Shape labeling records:
++++

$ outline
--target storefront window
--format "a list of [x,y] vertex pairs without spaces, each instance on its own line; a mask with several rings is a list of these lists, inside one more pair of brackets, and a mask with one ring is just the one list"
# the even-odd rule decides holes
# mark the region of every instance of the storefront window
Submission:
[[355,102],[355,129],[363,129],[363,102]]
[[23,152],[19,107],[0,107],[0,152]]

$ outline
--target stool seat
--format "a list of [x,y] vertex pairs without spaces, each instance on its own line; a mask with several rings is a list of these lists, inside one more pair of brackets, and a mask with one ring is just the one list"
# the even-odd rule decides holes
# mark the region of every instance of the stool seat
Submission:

++++

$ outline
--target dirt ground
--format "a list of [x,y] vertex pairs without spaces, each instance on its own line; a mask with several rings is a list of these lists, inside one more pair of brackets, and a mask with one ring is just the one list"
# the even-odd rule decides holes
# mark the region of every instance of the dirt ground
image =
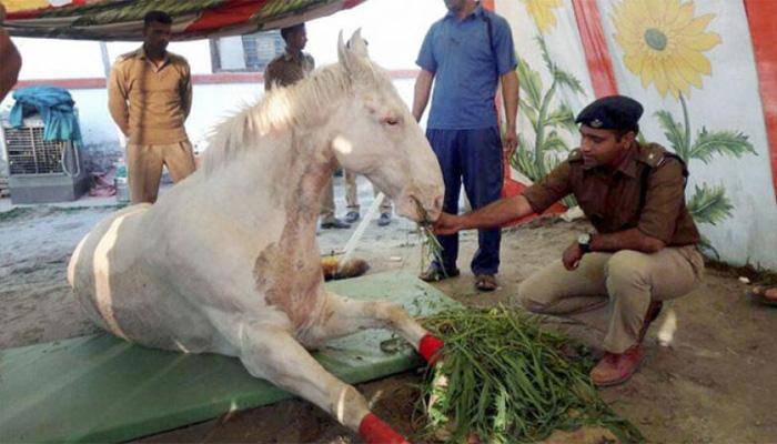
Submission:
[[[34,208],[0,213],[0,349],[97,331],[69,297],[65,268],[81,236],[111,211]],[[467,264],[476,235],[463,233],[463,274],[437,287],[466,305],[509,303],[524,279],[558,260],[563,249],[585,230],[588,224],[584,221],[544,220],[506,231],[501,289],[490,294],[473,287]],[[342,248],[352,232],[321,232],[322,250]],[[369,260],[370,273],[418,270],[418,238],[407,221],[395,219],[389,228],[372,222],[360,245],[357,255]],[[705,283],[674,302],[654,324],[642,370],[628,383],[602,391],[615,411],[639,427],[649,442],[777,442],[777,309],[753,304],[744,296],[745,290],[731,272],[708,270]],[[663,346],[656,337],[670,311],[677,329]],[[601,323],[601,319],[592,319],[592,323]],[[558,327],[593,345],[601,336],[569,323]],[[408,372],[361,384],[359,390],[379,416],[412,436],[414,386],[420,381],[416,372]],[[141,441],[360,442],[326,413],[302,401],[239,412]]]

++++

Select each line of the listing above that contains the string "target", matching case exactly.

| Correct output |
--target storefront window
--target stool seat
--target dirt ground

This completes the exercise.